Exercise brief >> In full and exactly, reproduce the entries below, but omit the pictures.

▶

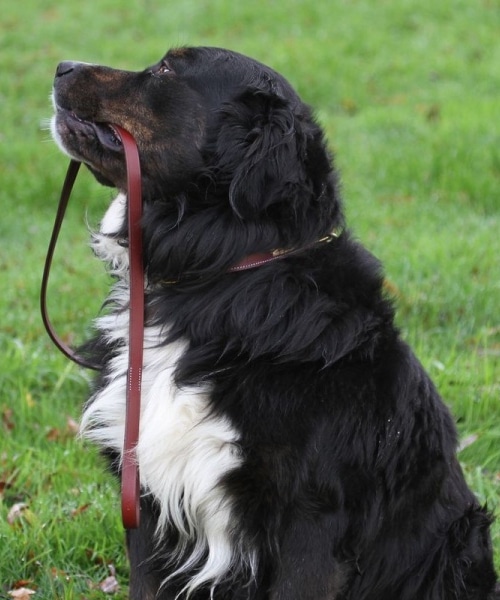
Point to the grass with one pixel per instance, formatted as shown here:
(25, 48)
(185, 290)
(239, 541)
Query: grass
(408, 94)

◀

Answer to this task >>
Point to the grass with one pixel per instance, formatted as shown here:
(25, 48)
(185, 290)
(239, 541)
Query: grass
(408, 94)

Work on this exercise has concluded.